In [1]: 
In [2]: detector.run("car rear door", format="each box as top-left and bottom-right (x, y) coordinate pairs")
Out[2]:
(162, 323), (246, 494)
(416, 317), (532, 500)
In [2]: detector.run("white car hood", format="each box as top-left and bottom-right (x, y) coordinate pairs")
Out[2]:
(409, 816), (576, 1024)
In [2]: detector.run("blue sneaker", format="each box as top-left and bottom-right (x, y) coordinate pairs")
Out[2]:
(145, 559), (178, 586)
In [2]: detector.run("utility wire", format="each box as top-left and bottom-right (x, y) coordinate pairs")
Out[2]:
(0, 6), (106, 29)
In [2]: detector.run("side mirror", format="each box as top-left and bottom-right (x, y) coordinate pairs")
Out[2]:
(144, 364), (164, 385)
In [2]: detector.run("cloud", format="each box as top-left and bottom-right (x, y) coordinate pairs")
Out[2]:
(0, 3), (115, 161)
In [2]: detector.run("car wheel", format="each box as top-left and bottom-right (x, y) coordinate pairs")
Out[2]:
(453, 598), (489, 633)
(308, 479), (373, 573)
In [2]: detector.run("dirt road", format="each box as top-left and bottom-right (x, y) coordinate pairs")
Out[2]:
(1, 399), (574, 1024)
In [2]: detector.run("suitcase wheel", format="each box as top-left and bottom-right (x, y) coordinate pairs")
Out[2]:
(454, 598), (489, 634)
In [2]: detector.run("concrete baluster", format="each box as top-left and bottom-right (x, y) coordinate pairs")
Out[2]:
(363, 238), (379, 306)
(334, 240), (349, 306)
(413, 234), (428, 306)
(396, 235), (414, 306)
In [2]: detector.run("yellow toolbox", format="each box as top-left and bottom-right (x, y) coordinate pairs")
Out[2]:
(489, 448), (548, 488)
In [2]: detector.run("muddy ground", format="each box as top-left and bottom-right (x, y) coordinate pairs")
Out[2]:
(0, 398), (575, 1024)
::::
**Exercise prompt**
Set down the data once more, exactly as shown above.

**Result**
In [1]: 
In [2]: detector.run("car rear door", format="each box as top-left and bottom-right (x, y) coordinate pairs")
Out[2]:
(162, 323), (246, 494)
(416, 317), (532, 500)
In [2]: detector.run("white car hood", format="each box as top-left and bottom-right (x, y) coordinate pairs")
Out[2]:
(409, 816), (576, 1024)
In [2]: detector.run("blue sneaker", format="each box as top-left and bottom-right (x, y) coordinate pairs")
Out[2]:
(145, 559), (178, 586)
In [2]: detector.run("utility wire", format="each box as top-left and bottom-right (x, y) coordinate pairs")
Out[2]:
(0, 6), (106, 29)
In [2]: detector.run("side mirror", format="each box as top-left and bottom-right (x, y) coordinate pairs")
Out[2]:
(144, 364), (164, 385)
In [2]: detector.run("cloud", format="each box as top-left and bottom-right (x, y) coordinate pairs")
Out[2]:
(0, 3), (115, 161)
In [2]: detector.run("car wheel", format="each box as top-left and bottom-right (x, y) coordinate pairs")
Out[2]:
(453, 598), (489, 633)
(308, 479), (373, 573)
In [2]: detector.run("dirt road", format="each box as top-left and bottom-right (x, y) coordinate pairs")
Out[2]:
(1, 399), (574, 1024)
In [2]: detector.run("suitcase wheel", format="each box as top-left and bottom-right (x, y) coordinate pairs")
Out[2]:
(454, 598), (489, 634)
In [2]: detector.run("concrete baluster", format="each box as top-left and bottom-right (x, y) coordinate pairs")
Out[2]:
(363, 238), (379, 306)
(334, 240), (349, 306)
(413, 234), (428, 306)
(396, 235), (414, 306)
In [2]: detector.run("yellow toolbox", format="each box as top-left and bottom-right (x, y) coordinate pairs")
Out[2]:
(489, 448), (548, 488)
In [2]: detector.run("muddy ground", format="each box as top-left and bottom-right (x, y) coordinate pairs")
Out[2]:
(0, 398), (575, 1024)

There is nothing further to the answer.